Set problem 1:
From the crochet testing thread, quote the part that opens with the words containing "She usually does" and closes with "hot summer days.".
Set problem 2:
In the crochet testing thread, who does licabr say the patterns belong to?

# Testing pattern for Bobwilson123



## licabr (Mar 20, 2012)

I am a crochet tester for bobwilson123 and these are the ones I have just finished.


----------



## virginia42 (Mar 13, 2011)

Go Bucks!

Nice work.


----------



## SallyAnn (Apr 21, 2011)

No wonder you're a test knitter! Great work! Love your GD working it! Reminds me of my great niece. LOL


----------



## LadyBecket (Jun 26, 2012)

Really cute hats! And that precious little granddaughter is adorable in her new top!!!


----------



## lponsford (Jan 17, 2011)

I like the mess top and what is in it, she knows her stuff.


----------



## licabr (Mar 20, 2012)

Thanks everyone! Rowan is always styling and says "so pretty!"


----------



## Naneast (Jun 12, 2011)

Rowan is so cute in her top! Nice job..


----------



## laurelarts (Jul 31, 2011)

Looks like admin moved your post to our section, do you have some links to post so others can see the pattern information?


----------



## licabr (Mar 20, 2012)

Not really able to release the patterns as they belong to Clare Sullivan or bobwilson123 I just test the patterns for accuracy.


----------



## laurelarts (Jul 31, 2011)

licabr said:


> Not really able to release the patterns as they belong to Clare Sullivan or bobwilson123 I just test the patterns for accuracy.


Well you did a marvelous job on them. Maybe you can get permission from the designers at some point to share them. Thanks for letting us see them.


----------



## dotcarp2000 (Sep 5, 2011)

licabr said:


> I am a crochet tester for bobwilson123 and these are the ones I have just finished.


Rowan is adorable and she truly is working it---that's the cute little female part of her.


----------



## licabr (Mar 20, 2012)

She usually does tutorials on YouTube. I will see if she releases to other venues.


----------



## krankymax (Mar 5, 2012)

Cute patterns, love the little GD's new top. Looks so nice and cool for these hot summer days.


----------



## run4fittness (May 22, 2011)

everything looks wonderful!


----------



## Gypsycream (Nov 23, 2011)

Very lovely!


----------



## babybop (May 7, 2011)

Beautiful work.


----------

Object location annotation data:

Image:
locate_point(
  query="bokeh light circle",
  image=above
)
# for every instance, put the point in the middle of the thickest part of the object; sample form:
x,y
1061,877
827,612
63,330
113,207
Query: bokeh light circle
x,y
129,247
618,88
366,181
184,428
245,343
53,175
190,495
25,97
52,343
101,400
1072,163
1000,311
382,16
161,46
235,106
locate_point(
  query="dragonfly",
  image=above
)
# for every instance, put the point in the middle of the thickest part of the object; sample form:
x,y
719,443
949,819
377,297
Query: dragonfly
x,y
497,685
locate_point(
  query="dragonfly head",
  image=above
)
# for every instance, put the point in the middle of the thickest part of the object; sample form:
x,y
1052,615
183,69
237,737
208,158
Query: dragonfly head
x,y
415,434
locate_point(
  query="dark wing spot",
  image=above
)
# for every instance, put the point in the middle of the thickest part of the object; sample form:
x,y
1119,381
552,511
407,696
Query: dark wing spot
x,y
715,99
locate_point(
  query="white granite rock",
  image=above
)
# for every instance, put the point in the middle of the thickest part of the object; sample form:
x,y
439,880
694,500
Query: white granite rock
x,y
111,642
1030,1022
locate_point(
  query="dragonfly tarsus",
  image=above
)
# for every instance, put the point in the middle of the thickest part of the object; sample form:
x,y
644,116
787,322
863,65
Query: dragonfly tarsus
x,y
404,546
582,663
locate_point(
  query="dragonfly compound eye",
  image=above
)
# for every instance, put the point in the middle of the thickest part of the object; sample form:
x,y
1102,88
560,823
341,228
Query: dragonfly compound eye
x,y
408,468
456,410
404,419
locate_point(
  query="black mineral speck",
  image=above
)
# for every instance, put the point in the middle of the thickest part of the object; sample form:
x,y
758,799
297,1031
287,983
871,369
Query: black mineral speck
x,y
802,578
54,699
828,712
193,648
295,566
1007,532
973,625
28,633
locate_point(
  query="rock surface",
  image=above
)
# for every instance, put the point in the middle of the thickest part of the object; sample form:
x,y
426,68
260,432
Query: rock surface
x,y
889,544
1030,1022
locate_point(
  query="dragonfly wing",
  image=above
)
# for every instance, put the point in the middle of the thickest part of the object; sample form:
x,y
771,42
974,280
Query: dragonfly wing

Complete response 1:
She usually does tutorials on YouTube. I will see if she releases to other venues.


----------



## krankymax (Mar 5, 2012)

Cute patterns, love the little GD's new top. Looks so nice and cool for these hot summer days.

Complete response 2:
Clare Sullivan or bobwilson123.